# Records supplied
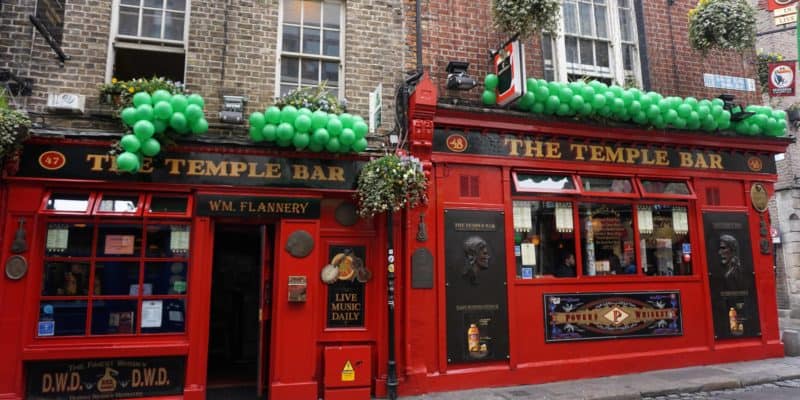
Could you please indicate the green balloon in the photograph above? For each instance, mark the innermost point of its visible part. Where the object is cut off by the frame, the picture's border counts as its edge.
(269, 132)
(333, 145)
(144, 112)
(144, 130)
(151, 147)
(142, 98)
(302, 123)
(127, 161)
(300, 140)
(490, 82)
(348, 137)
(193, 112)
(334, 126)
(128, 116)
(273, 115)
(160, 95)
(489, 98)
(257, 120)
(162, 110)
(360, 128)
(199, 127)
(197, 100)
(178, 103)
(288, 114)
(130, 143)
(178, 122)
(320, 136)
(360, 145)
(285, 131)
(255, 134)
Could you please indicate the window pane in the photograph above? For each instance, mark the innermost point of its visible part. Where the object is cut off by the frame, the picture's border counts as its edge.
(168, 204)
(69, 240)
(166, 277)
(289, 69)
(607, 244)
(65, 279)
(331, 14)
(587, 24)
(113, 317)
(128, 21)
(663, 247)
(602, 54)
(151, 23)
(119, 240)
(600, 21)
(172, 318)
(117, 278)
(311, 13)
(330, 73)
(572, 49)
(330, 46)
(291, 38)
(173, 26)
(68, 202)
(587, 51)
(291, 11)
(167, 240)
(310, 41)
(531, 182)
(127, 204)
(64, 318)
(540, 248)
(613, 185)
(310, 72)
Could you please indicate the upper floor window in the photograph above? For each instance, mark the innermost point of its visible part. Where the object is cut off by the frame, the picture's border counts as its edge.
(311, 45)
(148, 30)
(599, 41)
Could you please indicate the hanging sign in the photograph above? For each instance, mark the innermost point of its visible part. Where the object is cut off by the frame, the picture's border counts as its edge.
(781, 78)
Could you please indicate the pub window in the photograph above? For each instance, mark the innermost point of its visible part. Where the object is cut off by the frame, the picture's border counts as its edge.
(114, 277)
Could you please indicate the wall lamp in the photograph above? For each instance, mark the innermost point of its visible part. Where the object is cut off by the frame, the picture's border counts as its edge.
(457, 78)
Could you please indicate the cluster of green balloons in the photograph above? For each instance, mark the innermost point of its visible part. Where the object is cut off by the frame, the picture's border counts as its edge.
(153, 114)
(595, 98)
(304, 129)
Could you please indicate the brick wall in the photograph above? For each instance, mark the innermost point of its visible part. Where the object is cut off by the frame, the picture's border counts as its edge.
(239, 60)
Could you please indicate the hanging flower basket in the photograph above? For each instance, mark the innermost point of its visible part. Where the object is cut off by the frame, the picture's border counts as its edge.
(390, 183)
(525, 17)
(722, 25)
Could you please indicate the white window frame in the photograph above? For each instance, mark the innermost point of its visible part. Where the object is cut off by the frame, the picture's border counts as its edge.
(616, 65)
(341, 58)
(115, 40)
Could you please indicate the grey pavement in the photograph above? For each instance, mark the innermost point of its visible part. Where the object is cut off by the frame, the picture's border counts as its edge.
(659, 384)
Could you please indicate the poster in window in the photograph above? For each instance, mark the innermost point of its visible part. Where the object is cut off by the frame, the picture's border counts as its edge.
(731, 279)
(477, 312)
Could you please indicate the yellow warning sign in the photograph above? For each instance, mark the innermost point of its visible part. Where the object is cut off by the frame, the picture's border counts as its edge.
(348, 373)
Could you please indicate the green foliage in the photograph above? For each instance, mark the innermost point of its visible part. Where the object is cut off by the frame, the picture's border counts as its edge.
(390, 183)
(313, 98)
(723, 25)
(526, 17)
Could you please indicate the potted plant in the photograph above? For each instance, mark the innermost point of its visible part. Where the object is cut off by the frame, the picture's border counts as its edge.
(722, 25)
(390, 183)
(525, 17)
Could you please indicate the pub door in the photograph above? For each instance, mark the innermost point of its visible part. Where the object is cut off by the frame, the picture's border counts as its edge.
(240, 312)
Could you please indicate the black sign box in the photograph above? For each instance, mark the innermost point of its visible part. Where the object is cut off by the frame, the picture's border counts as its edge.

# Task brief
Pictures stay out; all other material above is restated word for word.

# Exercise result
Could you please indicate the green balloon in the photograph above? For each instance, mark the innermost point of its visible part. Where the object is cut off by the frame, the picture's border counts as its edge.
(269, 132)
(333, 145)
(144, 112)
(144, 130)
(151, 147)
(142, 98)
(302, 123)
(127, 161)
(300, 140)
(490, 82)
(348, 137)
(193, 112)
(334, 126)
(128, 116)
(273, 115)
(160, 95)
(489, 98)
(257, 120)
(162, 110)
(360, 128)
(199, 127)
(197, 100)
(178, 103)
(288, 114)
(130, 143)
(178, 122)
(320, 136)
(360, 145)
(285, 131)
(255, 134)
Could you please indicate the window pane in the photograph above? For each instance, mark the innermost point of its visible part. Where the object is cut off by the frame, the picture's border counts as its edge.
(168, 204)
(69, 240)
(166, 277)
(289, 69)
(607, 244)
(65, 279)
(331, 14)
(587, 24)
(113, 317)
(128, 21)
(663, 247)
(602, 54)
(151, 23)
(119, 240)
(600, 21)
(172, 318)
(117, 278)
(311, 13)
(330, 73)
(572, 49)
(330, 46)
(291, 38)
(173, 26)
(68, 202)
(587, 51)
(291, 11)
(167, 240)
(310, 41)
(531, 182)
(127, 204)
(64, 318)
(540, 248)
(613, 185)
(310, 72)
Could you please indicate the upper floor window in the photograph above? For each instance, mark the innermost point of its visible part. Where the object is cut off by the frame, the picture's border counts as its edge.
(311, 45)
(148, 30)
(599, 41)
Could you please indicate the hanging sign in the photograph above? For each instance, mark the innermost point of its visible part. Where the object is cut off by the frame, the picture's border counts as its edge.
(781, 78)
Could you please indicate the pub window in the photograph above? For each instance, mark the innermost point of its visible part. Where the object is cut off by the frame, the picture's border counts as its edge.
(114, 277)
Could you please indicate the wall lamp in the photograph above? For each instance, mark the innermost point of its visible part. Where the object is cut off by the frame, the picture's border counts as its edge.
(457, 78)
Could you please indicate the cluster of green balloons in the photograph above? For each instance, mark the innermost point of its visible part. Where the object is cut off by the frame, the picture's border counts as its edge.
(153, 114)
(595, 98)
(304, 129)
Could you please indicate the brick wall in the photograph above? For each instance, mark the innermost point of its visible part. Where the object is cut off by the frame, the picture's border counts as its edge.
(239, 60)
Could you please indicate the hanging flower basket in the photograph above? For each instance, mark the innermost point of its visible part. Where the object is cut off by the frame, the picture's border counts as its edge.
(390, 183)
(525, 17)
(722, 25)
Could you please indicate the white window frame in the photograph above? For each instance, mark the innermost point of its visible part. Where the object is cut off by the frame, the picture's border counts as its edge.
(616, 65)
(341, 58)
(115, 40)
Could you please indicate the grey pavement in the photograph above? For each instance, mark the innermost point of its visible part. Where the object is cut off by the frame, the picture's border counts as its edge.
(659, 384)
Could you please indicate the poster in window in the photograph above? For each instance, mark the innermost point of its visible part. Where the object is cut off by the frame, the picture's border counts as its edge.
(731, 279)
(477, 312)
Could you please indicate the yellow warning sign in the photograph above? For each instance, mark the innermost point of its visible part. Where the object is cut off by the frame, the picture's border counts as its edge.
(348, 373)
Could you please indicate the green foliage in the photograph above? For each instance, mark the innermost point of its visible part. Where the object is cut off by the frame, the picture's border counts as its edge.
(390, 183)
(313, 98)
(723, 25)
(526, 17)
Could you please indicate the potted plant in the photograph above? For each instance, mark the innermost point of its visible part. Where the object is cut off by the frame, the picture's border counts as its edge.
(722, 25)
(390, 183)
(525, 17)
Could you please indicate the pub door in the photograph above? For each instance, mark the innermost point of its visible part. Where the object is cut off by the frame, the picture's border counts as its edge.
(240, 312)
Could you please indicate the black sign box in the photograph above? For each instance, mark the innermost point of its visible part. Where the object is cut off by the frame, the picture's border counts as its edge.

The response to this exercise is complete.